> [Problem]
Each entry below is to be duplicated verbatim.

> [Information supplied]

::::::::

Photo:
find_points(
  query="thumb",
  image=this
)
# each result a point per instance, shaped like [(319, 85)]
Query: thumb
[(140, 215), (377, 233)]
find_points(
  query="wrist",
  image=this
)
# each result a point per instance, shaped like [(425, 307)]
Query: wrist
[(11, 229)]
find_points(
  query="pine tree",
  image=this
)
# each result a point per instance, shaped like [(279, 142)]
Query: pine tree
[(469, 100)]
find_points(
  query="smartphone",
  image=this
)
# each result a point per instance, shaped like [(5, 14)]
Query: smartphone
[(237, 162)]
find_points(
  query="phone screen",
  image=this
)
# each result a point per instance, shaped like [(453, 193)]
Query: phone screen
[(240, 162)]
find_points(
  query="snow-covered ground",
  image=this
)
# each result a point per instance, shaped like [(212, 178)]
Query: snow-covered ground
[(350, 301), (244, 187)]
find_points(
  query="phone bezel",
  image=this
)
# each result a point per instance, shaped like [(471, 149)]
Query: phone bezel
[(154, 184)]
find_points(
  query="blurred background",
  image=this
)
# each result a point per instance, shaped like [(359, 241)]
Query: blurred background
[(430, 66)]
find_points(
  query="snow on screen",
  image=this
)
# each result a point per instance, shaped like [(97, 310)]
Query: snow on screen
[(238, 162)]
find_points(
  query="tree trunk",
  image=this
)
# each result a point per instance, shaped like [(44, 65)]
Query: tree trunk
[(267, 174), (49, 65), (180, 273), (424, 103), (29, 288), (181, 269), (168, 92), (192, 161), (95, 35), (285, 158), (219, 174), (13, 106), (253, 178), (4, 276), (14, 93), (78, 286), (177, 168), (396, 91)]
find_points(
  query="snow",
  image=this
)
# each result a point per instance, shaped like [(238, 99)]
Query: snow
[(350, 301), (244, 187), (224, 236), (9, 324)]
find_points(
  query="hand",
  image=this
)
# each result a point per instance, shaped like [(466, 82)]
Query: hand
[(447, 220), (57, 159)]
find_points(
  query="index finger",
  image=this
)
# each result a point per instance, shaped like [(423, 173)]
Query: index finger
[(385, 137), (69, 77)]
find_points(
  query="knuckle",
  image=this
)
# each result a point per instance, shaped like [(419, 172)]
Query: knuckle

::::::::

> [Solution to this task]
Photo:
find_points(
  query="thumb",
  image=this
)
# each result a point per instance, shaped like [(319, 85)]
Query: thumb
[(140, 215), (377, 233)]
find_points(
  query="wrist",
  image=this
)
# each result a point per instance, shaped like [(425, 307)]
Query: wrist
[(11, 229)]
find_points(
  query="pine tree",
  image=this
)
# each result a point per instance, shaped like [(279, 142)]
Query: pine tree
[(469, 100)]
find_points(
  query="smartphone",
  image=this
)
# each result a point per instance, shaped like [(5, 14)]
Query: smartphone
[(237, 162)]
find_points(
  query="phone screen",
  image=this
)
# each result a point per instance, shaped like [(453, 193)]
Query: phone screen
[(240, 162)]
find_points(
  query="snow-covered ground",
  image=this
)
# each result a point per instance, shaped like [(212, 178)]
Query: snow-covered ground
[(350, 301), (244, 187)]
find_points(
  query="phone bezel",
  image=this
)
# each result a point per instance, shaped like [(471, 149)]
Query: phone bezel
[(154, 184)]
find_points(
  query="blurred background",
  image=this
)
# each result a point per instance, shaped like [(359, 241)]
Query: blurred background
[(430, 66)]
find_points(
  query="snow on screen",
  image=this
)
# each result a point per instance, shaped like [(97, 310)]
Query: snow on screen
[(238, 162)]
find_points(
  query="tree trunk",
  image=this
)
# each result a point per instance, shaped like [(44, 65)]
Query: tree trunk
[(267, 174), (49, 65), (180, 273), (424, 103), (29, 288), (181, 269), (168, 92), (192, 161), (95, 35), (285, 158), (219, 174), (13, 106), (253, 178), (4, 276), (14, 93), (78, 286), (177, 168), (396, 91)]
find_points(
  query="snow",
  image=this
)
# each result a point per instance, shaped like [(238, 99)]
Query: snow
[(350, 301), (244, 187), (224, 236), (9, 324)]
find_points(
  query="hand",
  image=this
)
# each result a point per instance, shaped like [(466, 82)]
Query: hand
[(447, 220), (57, 159)]
find_points(
  query="index finger",
  image=this
)
# each result a point per instance, shaped like [(423, 173)]
Query: index finger
[(385, 137), (69, 77)]
find_points(
  query="knuckle",
  image=this
)
# each result a point per instance, shaped like [(419, 172)]
Query: knuckle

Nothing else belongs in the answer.